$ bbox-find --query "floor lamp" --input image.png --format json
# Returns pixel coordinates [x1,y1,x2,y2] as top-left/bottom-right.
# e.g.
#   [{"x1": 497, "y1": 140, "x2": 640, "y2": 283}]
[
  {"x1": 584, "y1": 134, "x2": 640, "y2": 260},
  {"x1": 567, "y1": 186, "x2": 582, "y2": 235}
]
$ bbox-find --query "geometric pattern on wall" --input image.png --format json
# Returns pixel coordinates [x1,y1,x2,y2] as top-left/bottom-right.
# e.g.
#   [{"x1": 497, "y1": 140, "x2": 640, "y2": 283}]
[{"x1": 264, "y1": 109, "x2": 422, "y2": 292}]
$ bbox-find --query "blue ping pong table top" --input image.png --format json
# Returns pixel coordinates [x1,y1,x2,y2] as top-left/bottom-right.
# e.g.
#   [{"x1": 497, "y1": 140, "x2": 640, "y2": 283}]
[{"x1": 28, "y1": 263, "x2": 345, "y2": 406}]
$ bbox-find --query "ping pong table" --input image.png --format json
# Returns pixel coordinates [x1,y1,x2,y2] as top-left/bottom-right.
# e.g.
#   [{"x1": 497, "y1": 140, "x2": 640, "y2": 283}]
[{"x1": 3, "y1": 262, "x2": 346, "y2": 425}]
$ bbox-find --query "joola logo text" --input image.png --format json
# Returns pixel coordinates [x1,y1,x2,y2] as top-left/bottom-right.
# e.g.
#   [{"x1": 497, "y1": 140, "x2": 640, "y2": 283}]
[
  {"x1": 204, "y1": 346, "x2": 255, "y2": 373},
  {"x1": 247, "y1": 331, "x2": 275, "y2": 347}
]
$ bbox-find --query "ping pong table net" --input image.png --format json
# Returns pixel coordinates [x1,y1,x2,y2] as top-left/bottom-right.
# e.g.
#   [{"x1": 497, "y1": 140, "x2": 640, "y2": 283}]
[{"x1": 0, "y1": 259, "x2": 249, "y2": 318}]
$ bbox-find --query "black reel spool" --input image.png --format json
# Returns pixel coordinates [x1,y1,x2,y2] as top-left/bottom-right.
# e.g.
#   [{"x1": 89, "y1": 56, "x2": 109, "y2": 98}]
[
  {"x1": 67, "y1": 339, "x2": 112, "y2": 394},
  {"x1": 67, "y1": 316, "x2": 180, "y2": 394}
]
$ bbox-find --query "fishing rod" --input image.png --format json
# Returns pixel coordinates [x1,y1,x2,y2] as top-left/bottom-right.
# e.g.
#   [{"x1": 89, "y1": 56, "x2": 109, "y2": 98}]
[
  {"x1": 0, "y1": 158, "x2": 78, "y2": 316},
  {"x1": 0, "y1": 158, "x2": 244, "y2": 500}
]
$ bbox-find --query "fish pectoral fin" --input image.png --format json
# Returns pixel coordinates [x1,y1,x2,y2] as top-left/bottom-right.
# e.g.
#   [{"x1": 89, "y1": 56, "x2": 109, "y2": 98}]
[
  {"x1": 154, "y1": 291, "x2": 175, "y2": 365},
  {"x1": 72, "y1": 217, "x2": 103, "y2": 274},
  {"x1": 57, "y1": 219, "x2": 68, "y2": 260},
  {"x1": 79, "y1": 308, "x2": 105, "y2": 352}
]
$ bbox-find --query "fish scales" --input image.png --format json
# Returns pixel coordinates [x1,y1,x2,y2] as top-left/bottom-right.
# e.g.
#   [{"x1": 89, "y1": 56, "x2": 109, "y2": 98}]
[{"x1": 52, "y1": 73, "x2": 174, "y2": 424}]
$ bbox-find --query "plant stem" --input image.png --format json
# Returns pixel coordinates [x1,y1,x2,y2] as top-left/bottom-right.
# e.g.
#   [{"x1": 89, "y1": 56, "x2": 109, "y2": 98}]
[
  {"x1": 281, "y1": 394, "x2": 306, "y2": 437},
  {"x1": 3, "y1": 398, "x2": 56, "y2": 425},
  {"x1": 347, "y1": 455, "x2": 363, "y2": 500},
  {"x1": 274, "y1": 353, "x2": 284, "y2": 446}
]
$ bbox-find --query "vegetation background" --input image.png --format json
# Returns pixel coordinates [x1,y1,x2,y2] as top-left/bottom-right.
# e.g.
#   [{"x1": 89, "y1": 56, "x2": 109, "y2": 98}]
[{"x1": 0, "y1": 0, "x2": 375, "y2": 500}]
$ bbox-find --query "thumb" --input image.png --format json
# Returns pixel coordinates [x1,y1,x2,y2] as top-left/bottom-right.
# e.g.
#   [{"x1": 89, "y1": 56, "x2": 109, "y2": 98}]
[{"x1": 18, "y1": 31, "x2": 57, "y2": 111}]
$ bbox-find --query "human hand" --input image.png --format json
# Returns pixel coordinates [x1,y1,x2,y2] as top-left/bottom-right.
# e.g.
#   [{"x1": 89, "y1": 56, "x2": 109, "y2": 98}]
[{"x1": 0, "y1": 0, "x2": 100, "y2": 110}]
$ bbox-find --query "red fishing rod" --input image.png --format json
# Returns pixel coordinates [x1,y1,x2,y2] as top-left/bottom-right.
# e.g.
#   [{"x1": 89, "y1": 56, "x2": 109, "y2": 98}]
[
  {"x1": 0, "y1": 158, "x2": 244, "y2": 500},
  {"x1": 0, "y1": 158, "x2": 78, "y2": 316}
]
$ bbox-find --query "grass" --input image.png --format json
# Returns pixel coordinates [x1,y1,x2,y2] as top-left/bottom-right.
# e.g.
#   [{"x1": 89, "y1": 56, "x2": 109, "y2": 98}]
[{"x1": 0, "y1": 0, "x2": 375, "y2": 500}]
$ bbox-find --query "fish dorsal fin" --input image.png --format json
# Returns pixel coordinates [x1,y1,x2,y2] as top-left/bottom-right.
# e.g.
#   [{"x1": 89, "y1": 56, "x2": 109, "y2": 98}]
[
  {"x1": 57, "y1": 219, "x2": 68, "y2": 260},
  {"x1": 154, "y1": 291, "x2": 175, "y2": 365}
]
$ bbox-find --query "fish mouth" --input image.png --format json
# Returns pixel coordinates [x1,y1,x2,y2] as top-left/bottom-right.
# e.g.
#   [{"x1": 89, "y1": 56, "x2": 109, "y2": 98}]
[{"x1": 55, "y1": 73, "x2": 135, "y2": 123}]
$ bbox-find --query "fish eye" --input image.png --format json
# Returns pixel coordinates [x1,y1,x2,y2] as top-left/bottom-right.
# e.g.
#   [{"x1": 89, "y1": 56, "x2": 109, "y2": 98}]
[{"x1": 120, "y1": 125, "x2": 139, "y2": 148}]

+-------+

◆ **TASK PROMPT**: How many lines in the records above contain the string "pong"? Reply with the number alone.

◆ **SOLUTION TO THIS PROBLEM**: 3